Given entries below:

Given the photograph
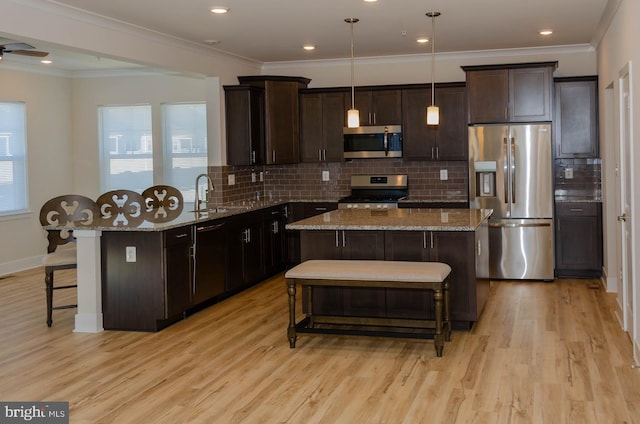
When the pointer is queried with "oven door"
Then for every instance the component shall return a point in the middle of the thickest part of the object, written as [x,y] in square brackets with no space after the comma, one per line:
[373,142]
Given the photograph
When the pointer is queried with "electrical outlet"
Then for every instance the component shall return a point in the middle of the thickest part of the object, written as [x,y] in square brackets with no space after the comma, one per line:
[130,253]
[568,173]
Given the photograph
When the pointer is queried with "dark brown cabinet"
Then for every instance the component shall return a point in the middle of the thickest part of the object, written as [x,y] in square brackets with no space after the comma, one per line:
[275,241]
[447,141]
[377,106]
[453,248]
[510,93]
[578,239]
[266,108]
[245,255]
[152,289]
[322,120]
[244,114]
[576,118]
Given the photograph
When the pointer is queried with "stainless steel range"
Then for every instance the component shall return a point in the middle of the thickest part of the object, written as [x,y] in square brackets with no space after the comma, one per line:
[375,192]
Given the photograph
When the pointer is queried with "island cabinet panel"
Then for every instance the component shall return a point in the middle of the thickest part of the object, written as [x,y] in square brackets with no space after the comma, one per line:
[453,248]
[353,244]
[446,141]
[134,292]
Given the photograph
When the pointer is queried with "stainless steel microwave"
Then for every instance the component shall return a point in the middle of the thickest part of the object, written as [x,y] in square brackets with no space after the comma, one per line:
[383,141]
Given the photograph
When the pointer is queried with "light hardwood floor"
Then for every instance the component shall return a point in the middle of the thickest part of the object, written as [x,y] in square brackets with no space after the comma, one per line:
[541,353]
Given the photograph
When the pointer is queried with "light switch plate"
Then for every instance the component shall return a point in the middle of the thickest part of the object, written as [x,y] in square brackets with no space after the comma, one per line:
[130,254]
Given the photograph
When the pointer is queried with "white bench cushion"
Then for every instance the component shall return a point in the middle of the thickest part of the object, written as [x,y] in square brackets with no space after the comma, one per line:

End of Given entries.

## What you should do
Each line in the data that holds the word "queried" must be copied.

## Task response
When the pointer is queried with "oven door"
When the pointer is queried with "electrical outlet"
When the pointer is queried with "dark brown cabinet"
When the pointer is queried with "stainless steel range"
When the pointer is queried with "island cabinet panel"
When the pointer is queried with "stainless steel microwave"
When the pointer is queried with "light hardwood floor"
When the pointer is queried with "light switch plate"
When the pointer is queried with "white bench cushion"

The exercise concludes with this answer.